Set tasks —
A - In the column on memorable writing, which recently named Poet Laureate of the United States is quoted?
B - Extend the column on memorable writing, picking up right after its final sentence.

Excerpted text —

Posted on Wednesday, April 27, 2011 at 10:16 AM

If you wish your reader to remember - it takes F-L-E-S-H.

By Peter P. Jacobi

In a recent speech before a conference of writers, I dealt with responsibilities faced by those who would be serious about their profession.

Here are major points I included, a portion of them this month, the rest next.

The recently-named Poet Laureate of the United States, W.S. Merwin, ends a poem with these words: "I have only what I remember."

"I have only what I remember."

There's your challenge as writer: to cause your reader to remember. It's as simple as that and as perplexingly, confoundedly difficult.

Most of you realize by now that inspiration rarely comes as a thunderbolt, that it tends to come slowly, quietly, oft-times hesitantly. The process of writing amounts to a struggle. It is an illusion -- as John Kenneth Galbraith once put it -- "that on some golden mornings, [writers] are touched by the wand, are on intimate terms with poetry and cosmic truth." He warned us not to wait for such moments. They're not likely to arrive.

To speak in triplets: writing demands blood, sweat, and tears. It wrestles you morning, noon, and night. And it takes -- if, indeed, you wish your reader to remember -- flesh, mind, and spirit.

Let's take each word -- flesh, mind, spirit -- and for each letter in it put forth another word chosen to provide you with a lesson to remember so that, in the end, your reader will remember.

F-L-E-S-H

"F" stands for FOCUS

We're back into basic territory now, but this is where writers so often get off track. Before you set a word to paper, determine what it is you want to do and how and for whom. Translate a subject into an idea. Determine content needed and an approach that's appropriate. Determine limits of coverage and slant. Determine where you want to start and where to wind it up.

Focus is a critically important issue. What are you trying to write and for whom and in what manner? Is it entertainment you're after and/or education, literary value, uplift, or the arousal of some other sort of emotion?

"L" is for LANGUAGE

Oh, my, but there's a howdy-do!

Mark Twain touched on the difficulty: "The difference between the almost-right word and the right word is really a large matter. It's the difference between the lighting bug and the lightning."

Gustave Flaubert asked of us: "When you pass a grocer sitting in his doorway, a porter smoking a pipe, or a cab stand, show me that grocer and that porter…in such a way that I could never mistake them for any other grocer or porter, and by a single word give me to understand wherein the cab horse differs from fifty others before or behind it."

You can make the search agonizing and, granted, it often is. But there can be the joy of adventure in the process of determining language. Be joyful, while also being diligent and careful.

"E" I've reserved for EMPHASIS

That means determining what in your story you highlight, accentuate, give priority, stress, apply weight to, offer more space, decide requires telescoping. What elements deserve heightened and/or broadened attention, so to make clear to the reader that those elements are what matter and need be paid attention to? In what does the essence of your idea throb? How can you best cast the light on what will be central to your written project?

Data rows —
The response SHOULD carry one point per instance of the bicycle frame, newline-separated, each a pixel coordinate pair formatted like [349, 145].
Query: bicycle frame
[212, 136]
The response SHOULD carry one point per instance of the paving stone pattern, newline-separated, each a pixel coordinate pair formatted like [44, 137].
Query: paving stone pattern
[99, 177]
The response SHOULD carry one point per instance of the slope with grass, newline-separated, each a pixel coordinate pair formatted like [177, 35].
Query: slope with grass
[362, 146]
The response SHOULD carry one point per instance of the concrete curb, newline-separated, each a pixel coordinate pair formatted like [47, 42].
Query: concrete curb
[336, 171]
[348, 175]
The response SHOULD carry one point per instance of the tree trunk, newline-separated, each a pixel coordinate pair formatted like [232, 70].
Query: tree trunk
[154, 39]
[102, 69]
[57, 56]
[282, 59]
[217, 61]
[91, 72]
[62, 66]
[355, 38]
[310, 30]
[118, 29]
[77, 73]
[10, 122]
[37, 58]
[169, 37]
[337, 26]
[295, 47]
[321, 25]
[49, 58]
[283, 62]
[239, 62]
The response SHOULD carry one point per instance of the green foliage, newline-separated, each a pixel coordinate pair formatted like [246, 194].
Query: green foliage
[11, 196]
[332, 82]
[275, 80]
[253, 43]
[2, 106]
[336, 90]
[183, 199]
--
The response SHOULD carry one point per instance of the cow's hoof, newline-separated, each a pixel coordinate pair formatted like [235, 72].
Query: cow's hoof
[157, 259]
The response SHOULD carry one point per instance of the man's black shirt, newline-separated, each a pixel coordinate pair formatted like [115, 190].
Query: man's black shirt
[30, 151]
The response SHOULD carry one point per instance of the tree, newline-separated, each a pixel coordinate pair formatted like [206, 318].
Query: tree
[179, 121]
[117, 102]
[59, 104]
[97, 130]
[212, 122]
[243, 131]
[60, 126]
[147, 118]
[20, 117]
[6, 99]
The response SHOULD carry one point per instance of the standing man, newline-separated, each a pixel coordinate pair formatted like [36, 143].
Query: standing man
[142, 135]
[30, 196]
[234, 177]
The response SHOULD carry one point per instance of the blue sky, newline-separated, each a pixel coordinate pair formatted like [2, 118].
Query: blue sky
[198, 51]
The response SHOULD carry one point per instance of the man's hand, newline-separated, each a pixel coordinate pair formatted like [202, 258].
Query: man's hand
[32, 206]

Task answers —
A - W.S. Merwin

B -
Emphasis, of course, begets de-emphasis, give and take, ebb and flow, playing down as well as up, knowing what can be slimmed informationally, even shunned, if it's tangential or beside the point - thereby leaving sufficient space for what counts, thereby creating a purposeful narrative or exposition.

Know also what can be left out altogether, cast away, lest you come to hide the prize from your reader: that which you really want him or her to remember.

"S" stands for SUBSTANCE

The meat, the potatoes and pastas, the greens, the fruits, the mass that matters, the informational assets in your project -- verification for the reader that you've cared enough to give your very best, proof you understand that regardless of how fluently and floridly and fabulously you write, the how of that talent turns insufficient for reader satisfaction if the what is insufficient. Facts must go with fancy.

"'The cat sat on the mat' is not the beginning of a story," advised John Le Carre. "'The cat sat on the dog's mat' is."

It is all in the details. Substance rules. Specificity rules. Generalities defeat your hardest, sincerest efforts. Abstraction disappoints.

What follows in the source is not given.